EXERCISE REQUIREMENTS
Pull out the lines of the items below word for word, starting at the line that contains "the ruffled petal." and ending at the line that contains "[453,419,490,445]", with both of those lines included.

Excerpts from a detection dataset
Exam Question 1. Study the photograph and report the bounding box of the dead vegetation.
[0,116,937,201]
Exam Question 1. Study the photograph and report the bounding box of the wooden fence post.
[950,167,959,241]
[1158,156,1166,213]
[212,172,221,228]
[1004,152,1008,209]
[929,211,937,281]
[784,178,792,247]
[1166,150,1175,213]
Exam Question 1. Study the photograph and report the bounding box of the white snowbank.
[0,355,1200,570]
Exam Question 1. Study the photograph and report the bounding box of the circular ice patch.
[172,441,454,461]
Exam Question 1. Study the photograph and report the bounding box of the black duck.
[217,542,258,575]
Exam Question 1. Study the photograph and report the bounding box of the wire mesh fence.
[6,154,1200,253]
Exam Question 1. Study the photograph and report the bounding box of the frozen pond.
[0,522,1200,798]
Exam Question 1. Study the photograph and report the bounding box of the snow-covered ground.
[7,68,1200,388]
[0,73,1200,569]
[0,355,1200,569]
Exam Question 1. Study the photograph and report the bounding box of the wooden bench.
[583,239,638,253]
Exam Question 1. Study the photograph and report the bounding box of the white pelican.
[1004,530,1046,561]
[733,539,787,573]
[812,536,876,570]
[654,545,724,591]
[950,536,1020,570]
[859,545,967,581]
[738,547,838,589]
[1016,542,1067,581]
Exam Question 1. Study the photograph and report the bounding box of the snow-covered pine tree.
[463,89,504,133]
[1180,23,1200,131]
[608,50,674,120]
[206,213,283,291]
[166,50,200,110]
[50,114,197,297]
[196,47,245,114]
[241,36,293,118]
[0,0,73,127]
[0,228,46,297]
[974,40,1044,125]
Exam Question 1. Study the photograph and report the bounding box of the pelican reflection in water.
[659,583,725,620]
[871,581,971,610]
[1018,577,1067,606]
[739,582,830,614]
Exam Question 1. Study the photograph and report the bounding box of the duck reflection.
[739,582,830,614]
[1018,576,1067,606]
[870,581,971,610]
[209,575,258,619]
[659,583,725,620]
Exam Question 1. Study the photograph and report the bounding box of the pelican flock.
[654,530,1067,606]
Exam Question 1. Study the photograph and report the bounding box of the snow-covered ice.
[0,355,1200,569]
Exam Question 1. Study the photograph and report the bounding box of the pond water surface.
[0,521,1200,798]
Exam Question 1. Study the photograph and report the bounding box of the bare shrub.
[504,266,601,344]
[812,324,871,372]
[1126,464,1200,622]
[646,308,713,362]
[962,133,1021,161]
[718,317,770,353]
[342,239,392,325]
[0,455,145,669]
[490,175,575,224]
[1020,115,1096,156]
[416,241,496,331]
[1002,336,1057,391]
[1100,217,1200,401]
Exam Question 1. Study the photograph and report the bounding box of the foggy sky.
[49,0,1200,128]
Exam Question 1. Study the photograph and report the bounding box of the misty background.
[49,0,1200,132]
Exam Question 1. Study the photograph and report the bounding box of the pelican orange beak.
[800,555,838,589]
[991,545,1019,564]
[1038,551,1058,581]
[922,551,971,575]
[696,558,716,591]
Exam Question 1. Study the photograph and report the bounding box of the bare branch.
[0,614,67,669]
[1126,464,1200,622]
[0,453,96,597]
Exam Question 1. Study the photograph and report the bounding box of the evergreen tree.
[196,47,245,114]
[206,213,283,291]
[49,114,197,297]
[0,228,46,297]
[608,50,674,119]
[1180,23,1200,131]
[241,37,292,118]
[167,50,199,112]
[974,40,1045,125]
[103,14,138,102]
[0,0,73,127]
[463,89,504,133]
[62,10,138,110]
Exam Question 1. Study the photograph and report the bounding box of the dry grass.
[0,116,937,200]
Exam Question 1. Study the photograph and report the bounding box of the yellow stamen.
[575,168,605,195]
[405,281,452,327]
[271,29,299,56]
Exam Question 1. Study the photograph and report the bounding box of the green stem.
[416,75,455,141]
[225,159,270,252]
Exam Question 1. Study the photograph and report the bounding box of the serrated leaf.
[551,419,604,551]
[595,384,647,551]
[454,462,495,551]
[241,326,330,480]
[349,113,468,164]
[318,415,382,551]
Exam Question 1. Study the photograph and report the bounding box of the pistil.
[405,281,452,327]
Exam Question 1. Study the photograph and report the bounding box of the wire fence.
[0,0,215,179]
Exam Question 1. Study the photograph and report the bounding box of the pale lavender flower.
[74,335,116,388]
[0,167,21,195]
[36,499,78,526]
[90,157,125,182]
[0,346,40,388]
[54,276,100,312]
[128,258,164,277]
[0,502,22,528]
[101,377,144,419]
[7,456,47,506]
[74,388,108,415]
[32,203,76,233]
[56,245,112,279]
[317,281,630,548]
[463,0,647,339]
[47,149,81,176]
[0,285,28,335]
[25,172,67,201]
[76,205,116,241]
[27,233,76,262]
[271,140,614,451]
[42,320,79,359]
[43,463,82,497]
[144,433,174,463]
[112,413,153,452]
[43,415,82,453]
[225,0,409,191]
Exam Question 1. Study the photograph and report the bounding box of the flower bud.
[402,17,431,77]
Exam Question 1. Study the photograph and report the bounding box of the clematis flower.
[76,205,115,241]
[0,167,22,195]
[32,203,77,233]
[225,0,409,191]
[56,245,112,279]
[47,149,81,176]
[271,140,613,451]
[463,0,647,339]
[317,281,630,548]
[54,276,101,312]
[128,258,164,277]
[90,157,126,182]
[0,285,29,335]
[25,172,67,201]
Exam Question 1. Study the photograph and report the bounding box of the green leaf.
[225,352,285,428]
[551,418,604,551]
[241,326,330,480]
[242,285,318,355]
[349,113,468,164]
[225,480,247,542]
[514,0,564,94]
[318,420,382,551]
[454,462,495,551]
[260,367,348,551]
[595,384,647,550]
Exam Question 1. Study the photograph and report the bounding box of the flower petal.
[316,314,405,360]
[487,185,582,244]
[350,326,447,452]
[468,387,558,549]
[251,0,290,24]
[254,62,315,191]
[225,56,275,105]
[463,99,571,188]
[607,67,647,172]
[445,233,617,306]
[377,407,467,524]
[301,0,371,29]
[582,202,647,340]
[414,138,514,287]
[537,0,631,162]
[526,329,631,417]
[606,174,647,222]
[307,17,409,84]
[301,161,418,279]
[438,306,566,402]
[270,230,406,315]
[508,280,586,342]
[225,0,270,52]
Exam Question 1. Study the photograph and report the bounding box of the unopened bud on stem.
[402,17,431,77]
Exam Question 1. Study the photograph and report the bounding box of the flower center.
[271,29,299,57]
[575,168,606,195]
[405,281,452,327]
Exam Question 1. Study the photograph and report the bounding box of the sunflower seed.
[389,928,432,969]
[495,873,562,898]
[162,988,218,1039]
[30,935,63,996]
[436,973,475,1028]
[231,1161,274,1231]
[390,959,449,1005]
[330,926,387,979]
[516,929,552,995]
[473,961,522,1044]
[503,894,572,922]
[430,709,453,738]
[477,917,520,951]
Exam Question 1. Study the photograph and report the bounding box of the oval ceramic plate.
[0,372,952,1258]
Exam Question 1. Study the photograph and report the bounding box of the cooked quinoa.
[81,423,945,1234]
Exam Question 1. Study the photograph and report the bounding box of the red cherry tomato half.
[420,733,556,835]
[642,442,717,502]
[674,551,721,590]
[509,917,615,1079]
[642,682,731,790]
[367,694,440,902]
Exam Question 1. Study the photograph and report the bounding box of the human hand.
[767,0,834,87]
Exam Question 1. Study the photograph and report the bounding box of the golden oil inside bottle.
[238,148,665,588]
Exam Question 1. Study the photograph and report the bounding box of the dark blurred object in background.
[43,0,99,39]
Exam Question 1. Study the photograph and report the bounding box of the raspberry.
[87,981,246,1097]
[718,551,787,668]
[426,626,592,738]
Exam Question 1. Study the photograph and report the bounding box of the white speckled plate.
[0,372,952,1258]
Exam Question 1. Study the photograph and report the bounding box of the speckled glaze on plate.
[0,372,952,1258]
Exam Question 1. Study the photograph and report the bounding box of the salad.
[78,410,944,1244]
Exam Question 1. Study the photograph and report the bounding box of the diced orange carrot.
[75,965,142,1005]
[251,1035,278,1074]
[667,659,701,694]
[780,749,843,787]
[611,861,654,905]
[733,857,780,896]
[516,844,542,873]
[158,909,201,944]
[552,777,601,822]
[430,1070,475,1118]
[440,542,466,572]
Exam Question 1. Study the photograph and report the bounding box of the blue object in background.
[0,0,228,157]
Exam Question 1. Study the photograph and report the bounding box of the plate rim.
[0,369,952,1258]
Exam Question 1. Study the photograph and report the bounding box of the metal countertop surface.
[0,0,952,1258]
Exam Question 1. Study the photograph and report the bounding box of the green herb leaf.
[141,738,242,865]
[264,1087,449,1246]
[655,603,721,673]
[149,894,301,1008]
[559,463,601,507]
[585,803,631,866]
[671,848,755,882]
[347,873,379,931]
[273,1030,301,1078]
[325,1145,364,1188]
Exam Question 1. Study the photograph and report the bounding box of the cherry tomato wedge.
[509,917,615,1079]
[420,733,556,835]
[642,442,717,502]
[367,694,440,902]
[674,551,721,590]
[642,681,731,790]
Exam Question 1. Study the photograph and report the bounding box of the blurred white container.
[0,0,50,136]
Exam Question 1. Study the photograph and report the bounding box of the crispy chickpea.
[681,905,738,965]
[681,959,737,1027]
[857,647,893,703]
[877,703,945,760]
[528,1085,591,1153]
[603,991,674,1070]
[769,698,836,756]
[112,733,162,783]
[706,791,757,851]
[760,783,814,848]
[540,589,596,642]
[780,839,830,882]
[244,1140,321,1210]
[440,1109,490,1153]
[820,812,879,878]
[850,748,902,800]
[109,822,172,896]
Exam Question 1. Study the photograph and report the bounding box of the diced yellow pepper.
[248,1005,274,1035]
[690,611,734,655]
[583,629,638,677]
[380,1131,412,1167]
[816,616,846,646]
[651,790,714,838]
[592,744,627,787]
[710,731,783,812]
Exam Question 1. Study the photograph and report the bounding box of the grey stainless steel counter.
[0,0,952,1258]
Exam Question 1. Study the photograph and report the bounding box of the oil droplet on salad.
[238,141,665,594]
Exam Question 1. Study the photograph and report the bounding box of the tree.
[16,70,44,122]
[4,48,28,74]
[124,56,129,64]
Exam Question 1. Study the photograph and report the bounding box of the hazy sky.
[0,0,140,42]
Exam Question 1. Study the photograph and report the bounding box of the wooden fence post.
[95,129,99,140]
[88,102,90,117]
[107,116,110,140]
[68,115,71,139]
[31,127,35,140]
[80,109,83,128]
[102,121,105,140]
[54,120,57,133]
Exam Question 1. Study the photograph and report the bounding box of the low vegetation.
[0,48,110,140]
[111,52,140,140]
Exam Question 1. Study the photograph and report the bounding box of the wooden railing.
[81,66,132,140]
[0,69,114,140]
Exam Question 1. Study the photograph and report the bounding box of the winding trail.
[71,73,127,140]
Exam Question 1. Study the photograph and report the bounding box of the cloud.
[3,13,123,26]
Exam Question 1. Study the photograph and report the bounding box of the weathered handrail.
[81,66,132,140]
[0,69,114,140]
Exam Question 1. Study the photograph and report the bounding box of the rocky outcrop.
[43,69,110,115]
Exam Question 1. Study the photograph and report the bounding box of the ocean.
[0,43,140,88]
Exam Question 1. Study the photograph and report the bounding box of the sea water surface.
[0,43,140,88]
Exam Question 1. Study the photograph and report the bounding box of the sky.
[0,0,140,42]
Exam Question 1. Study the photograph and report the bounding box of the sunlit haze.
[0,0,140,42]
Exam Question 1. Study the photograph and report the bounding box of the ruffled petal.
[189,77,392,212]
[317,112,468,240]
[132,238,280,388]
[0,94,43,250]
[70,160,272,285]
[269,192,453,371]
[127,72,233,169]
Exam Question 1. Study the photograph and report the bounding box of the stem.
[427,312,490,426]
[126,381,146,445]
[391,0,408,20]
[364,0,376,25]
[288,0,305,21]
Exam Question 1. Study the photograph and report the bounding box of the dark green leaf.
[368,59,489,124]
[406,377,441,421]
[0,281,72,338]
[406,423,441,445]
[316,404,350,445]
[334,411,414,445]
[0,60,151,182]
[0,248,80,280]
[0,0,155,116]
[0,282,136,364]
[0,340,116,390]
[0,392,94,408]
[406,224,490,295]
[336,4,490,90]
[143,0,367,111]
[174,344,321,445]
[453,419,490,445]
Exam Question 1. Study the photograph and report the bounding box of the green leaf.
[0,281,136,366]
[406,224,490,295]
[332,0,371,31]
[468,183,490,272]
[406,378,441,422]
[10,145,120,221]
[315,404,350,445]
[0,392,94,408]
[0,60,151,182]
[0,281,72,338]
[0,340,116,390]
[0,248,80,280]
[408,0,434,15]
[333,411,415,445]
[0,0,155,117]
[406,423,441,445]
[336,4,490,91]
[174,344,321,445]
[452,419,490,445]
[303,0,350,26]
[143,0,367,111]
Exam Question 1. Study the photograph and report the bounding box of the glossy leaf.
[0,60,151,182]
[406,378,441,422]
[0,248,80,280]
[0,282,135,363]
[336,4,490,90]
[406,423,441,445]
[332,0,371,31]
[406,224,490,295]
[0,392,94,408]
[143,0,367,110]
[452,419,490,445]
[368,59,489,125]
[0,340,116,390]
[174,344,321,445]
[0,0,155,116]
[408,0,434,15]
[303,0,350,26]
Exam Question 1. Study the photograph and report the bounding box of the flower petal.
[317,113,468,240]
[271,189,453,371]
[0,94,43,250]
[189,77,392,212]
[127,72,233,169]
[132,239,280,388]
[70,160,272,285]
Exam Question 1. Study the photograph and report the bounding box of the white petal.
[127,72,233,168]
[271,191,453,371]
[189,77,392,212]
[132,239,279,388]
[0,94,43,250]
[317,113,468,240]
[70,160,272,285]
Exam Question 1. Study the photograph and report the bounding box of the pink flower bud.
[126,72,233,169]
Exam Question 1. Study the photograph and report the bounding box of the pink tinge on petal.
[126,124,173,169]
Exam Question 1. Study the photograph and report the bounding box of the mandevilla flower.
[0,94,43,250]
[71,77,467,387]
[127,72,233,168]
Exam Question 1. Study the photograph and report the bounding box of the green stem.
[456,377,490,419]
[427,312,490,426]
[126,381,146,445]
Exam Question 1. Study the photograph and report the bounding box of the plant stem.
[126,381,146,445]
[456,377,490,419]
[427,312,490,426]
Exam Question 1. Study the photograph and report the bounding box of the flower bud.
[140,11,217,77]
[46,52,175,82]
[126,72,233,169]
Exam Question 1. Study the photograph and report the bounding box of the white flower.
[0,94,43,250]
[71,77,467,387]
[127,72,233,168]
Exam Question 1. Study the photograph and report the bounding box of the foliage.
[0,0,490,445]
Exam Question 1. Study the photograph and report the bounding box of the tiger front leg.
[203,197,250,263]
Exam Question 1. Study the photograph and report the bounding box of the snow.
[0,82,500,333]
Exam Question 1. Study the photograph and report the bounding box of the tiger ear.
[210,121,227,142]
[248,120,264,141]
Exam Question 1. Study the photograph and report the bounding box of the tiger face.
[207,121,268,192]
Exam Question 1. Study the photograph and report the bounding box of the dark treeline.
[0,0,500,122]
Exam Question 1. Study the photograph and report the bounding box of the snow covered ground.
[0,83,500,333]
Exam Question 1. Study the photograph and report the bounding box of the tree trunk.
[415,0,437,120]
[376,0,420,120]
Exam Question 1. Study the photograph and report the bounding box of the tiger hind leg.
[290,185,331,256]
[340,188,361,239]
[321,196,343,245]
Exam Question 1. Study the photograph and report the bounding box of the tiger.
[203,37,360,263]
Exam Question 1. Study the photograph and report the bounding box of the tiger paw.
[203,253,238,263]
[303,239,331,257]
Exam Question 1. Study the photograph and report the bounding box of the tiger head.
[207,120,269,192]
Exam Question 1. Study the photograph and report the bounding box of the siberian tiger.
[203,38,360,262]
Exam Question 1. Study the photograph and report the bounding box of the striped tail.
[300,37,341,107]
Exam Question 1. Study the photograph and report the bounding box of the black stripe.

RESULT OF THE EXERCISE
Exam Question 1. Study the photograph and report the bounding box of the ruffled petal.
[189,77,392,212]
[317,112,468,240]
[132,238,280,388]
[0,94,43,250]
[70,160,272,285]
[269,192,453,371]
[127,72,233,169]
Exam Question 1. Study the photograph and report the bounding box of the stem.
[427,312,490,426]
[126,381,146,445]
[391,0,408,20]
[364,0,376,25]
[288,0,305,21]
Exam Question 1. Study the photograph and report the bounding box of the dark green leaf.
[368,59,489,124]
[406,377,441,421]
[0,281,72,338]
[406,423,441,445]
[316,404,350,445]
[334,411,414,445]
[0,60,151,182]
[0,248,80,280]
[0,0,155,116]
[0,282,136,364]
[0,340,116,390]
[0,392,94,408]
[406,224,490,295]
[336,4,490,90]
[143,0,367,111]
[174,344,321,445]
[453,419,490,445]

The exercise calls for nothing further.